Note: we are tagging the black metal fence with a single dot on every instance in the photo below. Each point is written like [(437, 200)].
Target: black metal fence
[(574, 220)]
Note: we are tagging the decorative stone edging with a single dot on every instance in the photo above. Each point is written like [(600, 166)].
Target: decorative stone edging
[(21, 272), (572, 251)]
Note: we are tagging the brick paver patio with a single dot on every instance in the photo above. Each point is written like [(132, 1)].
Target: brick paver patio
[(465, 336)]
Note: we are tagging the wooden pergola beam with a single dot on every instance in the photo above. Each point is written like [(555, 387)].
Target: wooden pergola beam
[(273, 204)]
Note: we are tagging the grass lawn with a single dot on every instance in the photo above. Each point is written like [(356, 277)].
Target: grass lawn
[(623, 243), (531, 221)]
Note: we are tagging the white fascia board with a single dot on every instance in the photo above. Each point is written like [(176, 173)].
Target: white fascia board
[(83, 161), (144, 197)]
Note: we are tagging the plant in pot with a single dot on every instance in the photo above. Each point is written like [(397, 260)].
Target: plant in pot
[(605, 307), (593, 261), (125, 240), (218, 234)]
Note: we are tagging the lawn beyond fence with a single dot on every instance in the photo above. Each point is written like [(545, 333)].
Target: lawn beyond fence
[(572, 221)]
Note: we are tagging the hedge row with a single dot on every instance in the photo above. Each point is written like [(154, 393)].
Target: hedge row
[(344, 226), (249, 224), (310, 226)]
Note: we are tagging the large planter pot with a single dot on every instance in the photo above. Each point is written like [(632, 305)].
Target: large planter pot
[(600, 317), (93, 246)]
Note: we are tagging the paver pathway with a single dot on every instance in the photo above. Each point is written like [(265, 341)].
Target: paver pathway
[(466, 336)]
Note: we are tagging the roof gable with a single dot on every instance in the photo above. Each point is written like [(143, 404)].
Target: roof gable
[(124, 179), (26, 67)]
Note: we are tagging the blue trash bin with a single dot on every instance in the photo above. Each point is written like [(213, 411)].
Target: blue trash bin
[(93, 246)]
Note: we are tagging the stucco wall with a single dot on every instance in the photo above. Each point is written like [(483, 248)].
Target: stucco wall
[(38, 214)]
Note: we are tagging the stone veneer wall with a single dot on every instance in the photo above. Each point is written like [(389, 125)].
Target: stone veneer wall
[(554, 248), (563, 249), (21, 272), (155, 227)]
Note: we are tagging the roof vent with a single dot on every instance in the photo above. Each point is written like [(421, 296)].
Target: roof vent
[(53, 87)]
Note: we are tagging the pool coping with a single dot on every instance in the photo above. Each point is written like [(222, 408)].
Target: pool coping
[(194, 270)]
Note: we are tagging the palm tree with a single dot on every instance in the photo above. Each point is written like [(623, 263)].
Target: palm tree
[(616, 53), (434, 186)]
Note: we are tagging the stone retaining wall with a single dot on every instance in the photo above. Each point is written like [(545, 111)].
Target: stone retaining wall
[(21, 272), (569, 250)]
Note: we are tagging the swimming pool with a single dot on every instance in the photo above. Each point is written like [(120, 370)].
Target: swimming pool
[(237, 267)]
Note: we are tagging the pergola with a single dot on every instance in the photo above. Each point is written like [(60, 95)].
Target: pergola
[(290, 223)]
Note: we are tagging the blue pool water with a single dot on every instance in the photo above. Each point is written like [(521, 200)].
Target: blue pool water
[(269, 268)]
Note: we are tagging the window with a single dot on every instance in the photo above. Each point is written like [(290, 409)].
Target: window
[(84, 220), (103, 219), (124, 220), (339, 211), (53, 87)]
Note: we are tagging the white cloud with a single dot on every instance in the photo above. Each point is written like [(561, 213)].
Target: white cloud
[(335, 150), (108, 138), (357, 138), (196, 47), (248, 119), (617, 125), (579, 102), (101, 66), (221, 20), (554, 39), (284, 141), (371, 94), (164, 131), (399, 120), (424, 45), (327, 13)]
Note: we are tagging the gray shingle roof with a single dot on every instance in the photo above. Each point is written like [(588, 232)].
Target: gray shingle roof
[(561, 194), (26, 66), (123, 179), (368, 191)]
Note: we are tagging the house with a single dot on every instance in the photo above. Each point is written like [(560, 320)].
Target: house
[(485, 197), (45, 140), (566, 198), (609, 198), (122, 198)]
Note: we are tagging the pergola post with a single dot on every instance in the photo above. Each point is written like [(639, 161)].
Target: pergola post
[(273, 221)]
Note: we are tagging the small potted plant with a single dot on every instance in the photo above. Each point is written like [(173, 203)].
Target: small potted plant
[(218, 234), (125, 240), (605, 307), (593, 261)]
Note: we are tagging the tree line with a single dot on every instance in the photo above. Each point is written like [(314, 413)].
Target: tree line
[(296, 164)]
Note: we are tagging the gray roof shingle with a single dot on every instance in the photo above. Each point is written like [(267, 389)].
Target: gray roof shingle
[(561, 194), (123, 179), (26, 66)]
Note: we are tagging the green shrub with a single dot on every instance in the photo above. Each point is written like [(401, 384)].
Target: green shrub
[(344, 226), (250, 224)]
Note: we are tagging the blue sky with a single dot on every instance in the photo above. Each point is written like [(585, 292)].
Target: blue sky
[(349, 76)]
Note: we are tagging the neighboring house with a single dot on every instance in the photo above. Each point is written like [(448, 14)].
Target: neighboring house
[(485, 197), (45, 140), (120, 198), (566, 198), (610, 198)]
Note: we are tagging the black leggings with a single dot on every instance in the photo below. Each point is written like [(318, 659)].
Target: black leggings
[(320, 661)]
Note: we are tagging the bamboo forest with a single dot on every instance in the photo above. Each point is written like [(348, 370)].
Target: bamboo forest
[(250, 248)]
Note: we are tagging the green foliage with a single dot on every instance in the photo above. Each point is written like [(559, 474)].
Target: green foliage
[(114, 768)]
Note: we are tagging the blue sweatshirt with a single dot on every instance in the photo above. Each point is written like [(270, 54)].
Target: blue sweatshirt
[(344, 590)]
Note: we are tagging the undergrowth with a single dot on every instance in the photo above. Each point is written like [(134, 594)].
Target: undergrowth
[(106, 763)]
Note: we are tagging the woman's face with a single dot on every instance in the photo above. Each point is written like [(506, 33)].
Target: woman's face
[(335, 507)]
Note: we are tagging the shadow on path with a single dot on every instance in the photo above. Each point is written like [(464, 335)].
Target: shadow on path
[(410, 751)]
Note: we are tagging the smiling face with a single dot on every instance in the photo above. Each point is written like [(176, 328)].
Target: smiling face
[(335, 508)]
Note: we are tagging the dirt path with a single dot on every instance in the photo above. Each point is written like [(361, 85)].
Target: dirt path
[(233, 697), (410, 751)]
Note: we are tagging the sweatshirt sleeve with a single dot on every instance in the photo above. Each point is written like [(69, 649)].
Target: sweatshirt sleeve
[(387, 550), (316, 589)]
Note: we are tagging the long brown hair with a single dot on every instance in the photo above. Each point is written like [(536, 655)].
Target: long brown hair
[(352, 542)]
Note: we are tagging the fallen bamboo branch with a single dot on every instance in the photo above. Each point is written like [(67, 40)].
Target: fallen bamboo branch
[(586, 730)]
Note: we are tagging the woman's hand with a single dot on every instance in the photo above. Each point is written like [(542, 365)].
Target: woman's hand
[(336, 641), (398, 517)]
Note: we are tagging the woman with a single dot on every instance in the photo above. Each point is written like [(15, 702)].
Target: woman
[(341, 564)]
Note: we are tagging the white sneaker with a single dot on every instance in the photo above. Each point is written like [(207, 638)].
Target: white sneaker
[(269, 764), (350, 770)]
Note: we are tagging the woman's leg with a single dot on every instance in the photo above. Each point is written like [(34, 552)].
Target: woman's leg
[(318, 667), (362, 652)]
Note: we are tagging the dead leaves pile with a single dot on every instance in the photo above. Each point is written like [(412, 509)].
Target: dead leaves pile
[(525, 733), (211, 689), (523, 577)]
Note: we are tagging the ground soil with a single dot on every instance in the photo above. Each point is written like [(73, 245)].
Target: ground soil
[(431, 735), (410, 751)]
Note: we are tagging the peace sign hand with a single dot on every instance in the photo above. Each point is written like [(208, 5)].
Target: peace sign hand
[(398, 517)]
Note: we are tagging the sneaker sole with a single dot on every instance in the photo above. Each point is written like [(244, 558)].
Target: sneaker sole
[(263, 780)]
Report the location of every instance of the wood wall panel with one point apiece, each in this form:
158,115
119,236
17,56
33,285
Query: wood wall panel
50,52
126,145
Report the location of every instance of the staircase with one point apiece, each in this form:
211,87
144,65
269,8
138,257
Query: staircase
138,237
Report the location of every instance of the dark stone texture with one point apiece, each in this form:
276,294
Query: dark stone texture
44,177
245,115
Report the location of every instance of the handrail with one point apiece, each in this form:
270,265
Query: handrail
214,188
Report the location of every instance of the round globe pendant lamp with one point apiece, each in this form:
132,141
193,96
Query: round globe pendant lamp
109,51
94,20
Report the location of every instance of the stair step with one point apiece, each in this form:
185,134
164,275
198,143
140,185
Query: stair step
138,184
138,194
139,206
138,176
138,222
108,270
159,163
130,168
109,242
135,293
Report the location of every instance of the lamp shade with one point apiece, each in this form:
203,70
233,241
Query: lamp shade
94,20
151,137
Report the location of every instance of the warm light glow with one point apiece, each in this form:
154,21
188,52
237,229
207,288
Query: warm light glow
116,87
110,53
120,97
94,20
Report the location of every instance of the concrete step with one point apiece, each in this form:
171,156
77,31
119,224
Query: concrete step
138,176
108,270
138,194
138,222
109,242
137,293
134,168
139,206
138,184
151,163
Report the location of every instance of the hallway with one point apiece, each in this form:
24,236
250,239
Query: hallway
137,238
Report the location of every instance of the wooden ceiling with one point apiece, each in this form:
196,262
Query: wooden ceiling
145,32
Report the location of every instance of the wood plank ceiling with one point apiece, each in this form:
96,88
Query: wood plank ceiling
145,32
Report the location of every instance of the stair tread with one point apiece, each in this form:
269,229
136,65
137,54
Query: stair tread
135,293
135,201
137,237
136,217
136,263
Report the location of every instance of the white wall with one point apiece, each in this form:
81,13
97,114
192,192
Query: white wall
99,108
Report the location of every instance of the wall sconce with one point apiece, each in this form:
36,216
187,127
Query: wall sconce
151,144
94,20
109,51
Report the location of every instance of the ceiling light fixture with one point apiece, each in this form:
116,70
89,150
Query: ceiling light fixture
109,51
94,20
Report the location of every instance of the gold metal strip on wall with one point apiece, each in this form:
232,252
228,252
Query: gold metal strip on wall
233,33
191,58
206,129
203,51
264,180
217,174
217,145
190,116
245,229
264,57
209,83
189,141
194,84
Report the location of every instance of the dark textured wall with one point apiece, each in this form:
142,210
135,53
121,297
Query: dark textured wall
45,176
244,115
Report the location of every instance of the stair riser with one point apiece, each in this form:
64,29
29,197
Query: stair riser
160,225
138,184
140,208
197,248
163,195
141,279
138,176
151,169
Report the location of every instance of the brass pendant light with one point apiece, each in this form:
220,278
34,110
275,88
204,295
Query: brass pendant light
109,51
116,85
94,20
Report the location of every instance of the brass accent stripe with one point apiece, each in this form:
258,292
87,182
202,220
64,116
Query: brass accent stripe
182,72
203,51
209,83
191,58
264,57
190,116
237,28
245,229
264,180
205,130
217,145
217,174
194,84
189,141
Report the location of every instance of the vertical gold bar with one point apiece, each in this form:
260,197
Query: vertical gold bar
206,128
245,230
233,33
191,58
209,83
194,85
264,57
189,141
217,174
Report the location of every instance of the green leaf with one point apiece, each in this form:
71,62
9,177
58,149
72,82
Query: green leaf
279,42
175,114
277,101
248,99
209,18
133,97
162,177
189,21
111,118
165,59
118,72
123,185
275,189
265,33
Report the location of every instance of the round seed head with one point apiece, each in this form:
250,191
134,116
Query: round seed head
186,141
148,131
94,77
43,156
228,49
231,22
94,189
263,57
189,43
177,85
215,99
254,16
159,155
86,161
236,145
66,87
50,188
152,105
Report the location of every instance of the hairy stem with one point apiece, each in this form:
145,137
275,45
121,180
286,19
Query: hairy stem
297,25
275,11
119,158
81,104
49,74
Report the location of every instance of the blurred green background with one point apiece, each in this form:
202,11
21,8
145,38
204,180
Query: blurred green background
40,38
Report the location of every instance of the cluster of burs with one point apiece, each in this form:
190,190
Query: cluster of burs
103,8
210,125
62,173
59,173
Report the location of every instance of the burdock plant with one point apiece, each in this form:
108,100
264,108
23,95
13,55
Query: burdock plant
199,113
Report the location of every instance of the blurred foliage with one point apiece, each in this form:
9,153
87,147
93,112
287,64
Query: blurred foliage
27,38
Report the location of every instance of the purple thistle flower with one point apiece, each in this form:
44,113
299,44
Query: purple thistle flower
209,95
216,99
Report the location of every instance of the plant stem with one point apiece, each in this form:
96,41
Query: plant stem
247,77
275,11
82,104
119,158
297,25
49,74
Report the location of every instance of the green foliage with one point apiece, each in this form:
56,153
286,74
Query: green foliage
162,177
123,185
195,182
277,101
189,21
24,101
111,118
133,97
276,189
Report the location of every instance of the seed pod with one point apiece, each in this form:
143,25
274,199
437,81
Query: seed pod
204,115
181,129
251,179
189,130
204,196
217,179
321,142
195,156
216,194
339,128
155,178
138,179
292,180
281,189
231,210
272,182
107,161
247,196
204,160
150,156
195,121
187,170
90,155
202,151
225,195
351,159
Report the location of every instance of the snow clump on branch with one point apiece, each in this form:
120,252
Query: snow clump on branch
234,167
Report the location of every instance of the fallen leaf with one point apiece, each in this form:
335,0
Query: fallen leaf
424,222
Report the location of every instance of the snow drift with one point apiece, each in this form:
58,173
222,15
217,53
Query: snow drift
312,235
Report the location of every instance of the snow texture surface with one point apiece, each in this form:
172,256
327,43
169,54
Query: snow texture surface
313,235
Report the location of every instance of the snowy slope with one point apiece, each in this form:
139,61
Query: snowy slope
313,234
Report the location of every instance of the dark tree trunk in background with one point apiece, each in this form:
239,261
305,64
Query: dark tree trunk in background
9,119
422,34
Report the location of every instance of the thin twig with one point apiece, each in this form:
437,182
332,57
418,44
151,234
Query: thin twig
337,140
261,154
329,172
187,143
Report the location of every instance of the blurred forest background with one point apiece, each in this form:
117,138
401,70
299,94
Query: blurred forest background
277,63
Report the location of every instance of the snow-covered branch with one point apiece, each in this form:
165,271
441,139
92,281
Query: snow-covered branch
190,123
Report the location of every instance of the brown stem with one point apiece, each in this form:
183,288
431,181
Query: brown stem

⁂

## Description of the task
Which lines in the data above hold the string "below"? Return each of them.

## Result of the exercise
Note: we are tagging the black metal fence with a single dot on every instance in the photo below. Each point is written like [(437, 200)].
Note: we are tagging the black leggings with a single dot on every instance in the photo below. Each point is written like [(318, 659)].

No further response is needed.